━━ ARTICLE
The Office to Monitor and Combat Trafficking in Persons, operating under a three-P paradigm of prosecution, protection, and prevention, with the underlying goal being to stimulate the governments of other countries to take actions that will lead to the obliteration of human trafficking, coordinates and chairs an interagency process guiding U.S. government anti-trafficking policy and programs. Its top priorities are working with foreign governments, developing new comprehensive legislation, strengthening already in place anti-trafficking laws, toughening enforcement strategies, and training criminal justice officials how to implement laws and practices. The target: Increased protection of innocent parties, numbers of arrests, prosecutions, convictions, and prison sentences for traffickers, as well as complicit government officials, including military personnel.
 
Once a year G/TIP is mandated to compile a Trafficking in Persons Report to Congress. Via data from U.S. embassies, foreign government officials, nongovernmental organizations, published reports, research trips, and information submitted to tipreport@state.gov , it assesses what foreign governments have done in the past twelve-month period to prevent trafficking, prosecute traffickers, and protect trafficking victims, and furnishes a roadmap for what they can do in the future to help combat trafficking. G/TIP rates the countries based on their annual efforts as Tier 1, Tier 2, Tier 2 Watch List, or Tier 3, Tier 3 being the worst offenders. These gauges include the extent to which the country is a country of origin, transit or destination for severe forms of trafficking; the degree to which the government of the country does not comply with the TVPA’s minimum standards, including, in particular, the extent of the government’s trafficking-related corruption; and the resources and capabilities of the government to address and eliminate severe forms of trafficking in persons. Countries that fail to comply with the anti-trafficking standards in the Trafficking Victims Protection Act of 2000, or fail to make significant efforts to comply, face sanctions, such as the withholding of non-humanitarian and non-trade-related assistance, or the U.S. choosing to vote to deny a nation World Bank or International Monetary Fund Assistance.
 
G/TIP also manages U.S. funding programs to combat trafficking throughout the world by preparing solicitations, organizing panel reviews of grant proposals, making visits into the field, and identifying priority countries where trafficking is on the rise. Proposals are solicited from embassies, international organizations, and nongovernmental organizations, for projects that: raise global awareness; support overseas education and training for law enforcement officers, prosecutors, and the judiciary; and embrace efforts to assist, protect, and rescue victims. G/TIP coordinates proposed grant funding with other U.S. government agencies also involved in aiming to combat trafficking through the Senior Policy Operating Group, which vets all proposals to ensure there are no program funding duplications and that the proposed project is in compliance with U.S. government policy.
━━━━
━━ RAW RECORDS
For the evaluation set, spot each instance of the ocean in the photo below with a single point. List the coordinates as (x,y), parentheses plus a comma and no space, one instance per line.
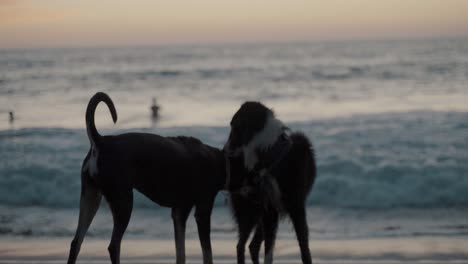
(388,120)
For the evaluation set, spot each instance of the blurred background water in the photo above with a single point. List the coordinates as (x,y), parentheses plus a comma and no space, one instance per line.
(389,122)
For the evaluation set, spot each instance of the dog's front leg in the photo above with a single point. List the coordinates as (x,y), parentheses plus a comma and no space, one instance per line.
(299,219)
(121,205)
(255,244)
(270,227)
(89,203)
(202,216)
(179,218)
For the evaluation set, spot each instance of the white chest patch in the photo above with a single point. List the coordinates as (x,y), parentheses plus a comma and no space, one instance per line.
(264,139)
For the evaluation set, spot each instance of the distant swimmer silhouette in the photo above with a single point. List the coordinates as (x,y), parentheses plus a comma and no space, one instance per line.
(11,118)
(155,110)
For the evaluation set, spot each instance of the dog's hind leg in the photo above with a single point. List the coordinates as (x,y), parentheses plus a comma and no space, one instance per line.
(179,217)
(202,216)
(299,219)
(270,227)
(255,244)
(246,224)
(121,205)
(89,203)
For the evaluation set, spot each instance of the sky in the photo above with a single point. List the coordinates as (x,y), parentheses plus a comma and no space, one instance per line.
(77,23)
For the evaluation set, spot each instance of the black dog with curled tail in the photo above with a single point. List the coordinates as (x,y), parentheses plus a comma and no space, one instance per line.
(176,172)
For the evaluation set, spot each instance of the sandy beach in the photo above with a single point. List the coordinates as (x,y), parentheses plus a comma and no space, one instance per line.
(383,250)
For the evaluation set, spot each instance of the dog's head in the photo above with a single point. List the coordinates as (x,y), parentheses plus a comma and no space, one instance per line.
(248,121)
(253,128)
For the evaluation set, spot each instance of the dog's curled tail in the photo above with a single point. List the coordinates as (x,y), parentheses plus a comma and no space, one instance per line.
(93,134)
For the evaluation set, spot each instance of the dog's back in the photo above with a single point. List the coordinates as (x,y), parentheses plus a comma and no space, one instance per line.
(171,171)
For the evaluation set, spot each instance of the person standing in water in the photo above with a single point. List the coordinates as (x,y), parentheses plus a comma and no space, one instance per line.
(155,110)
(11,118)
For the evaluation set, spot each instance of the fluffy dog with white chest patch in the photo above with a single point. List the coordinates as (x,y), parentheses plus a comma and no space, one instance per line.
(176,172)
(270,172)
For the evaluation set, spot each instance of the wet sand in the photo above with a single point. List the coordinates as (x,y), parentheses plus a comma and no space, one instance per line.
(382,250)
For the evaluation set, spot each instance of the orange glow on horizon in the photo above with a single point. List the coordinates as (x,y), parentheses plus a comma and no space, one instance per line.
(56,23)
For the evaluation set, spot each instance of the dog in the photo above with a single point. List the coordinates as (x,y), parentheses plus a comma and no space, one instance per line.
(270,173)
(175,172)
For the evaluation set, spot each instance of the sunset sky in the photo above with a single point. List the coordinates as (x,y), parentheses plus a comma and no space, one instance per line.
(71,23)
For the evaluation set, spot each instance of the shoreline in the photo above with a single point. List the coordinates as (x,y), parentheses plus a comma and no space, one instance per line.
(371,250)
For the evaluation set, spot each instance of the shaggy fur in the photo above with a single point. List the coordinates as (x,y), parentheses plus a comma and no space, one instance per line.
(266,186)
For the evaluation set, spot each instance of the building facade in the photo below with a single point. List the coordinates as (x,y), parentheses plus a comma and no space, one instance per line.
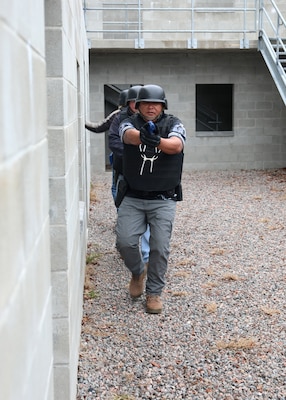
━━━━
LIST OF TASKS:
a) Write out the part of the passage on the State Department's anti-trafficking office that opens with the words containing "G/TIP also manages" and closes with "U.S. government policy.".
b) Extend the passage on the State Department's anti-trafficking office, picking up right after its final sentence.
The entries have no connection to the passage on the State Department's anti-trafficking office.

TASK-BY-TASK OUTPUTS:
a)
G/TIP also manages U.S. funding programs to combat trafficking throughout the world by preparing solicitations, organizing panel reviews of grant proposals, making visits into the field, and identifying priority countries where trafficking is on the rise. Proposals are solicited from embassies, international organizations, and nongovernmental organizations, for projects that: raise global awareness; support overseas education and training for law enforcement officers, prosecutors, and the judiciary; and embrace efforts to assist, protect, and rescue victims. G/TIP coordinates proposed grant funding with other U.S. government agencies also involved in aiming to combat trafficking through the Senior Policy Operating Group, which vets all proposals to ensure there are no program funding duplications and that the proposed project is in compliance with U.S. government policy.

b)
The countries for which G/TIP has recommended bi-lateral support for efforts in FY 2008 and 2009 are, in order of priority: India, Cambodia, South Africa, Kenya, Egypt, Dominican Republic, Philippines, Thailand, Bangladesh, Mexico, Sri Lanka, Ukraine, Guatemala, Bolivia, Chad, Burundi, Djibouti, Ethiopia, Sudan, Guinea-Bissau, Honduras, Paraguay, Mauritania, Mozambique, Azerbaijan, Afghanistan, Pakistan, Kazakhstan, Nepal, Yemen, Libya, Mongolia, Russia, Armenia, Moldova, CAR, Mali, Zambia, Kyrgyz Republic, Papua New Guinea, Fiji, Kiribati, and Solomon Islands.
 
Public outreach is also a focus of G/Tip, especially as a way to warn the most vulnerable to the dangers of trafficking. The Office to Monitor and Combat Trafficking in Persons arranges for widespread dissemination of information through print articles, TV and radio segments, internet stories, and digital videoconferences. It also works with the United Nations, faith-based groups, multilateral institutions, the business community, and private citizens to continually develop new strategies for prevention, and has received commitments from more than 600 travel and tourism companies in 28 countries to aid in combating sex tourism by signing the Global Code of Conduct for the Protection of Children from Sexual Exploitation in Travel and Tourism (PDF).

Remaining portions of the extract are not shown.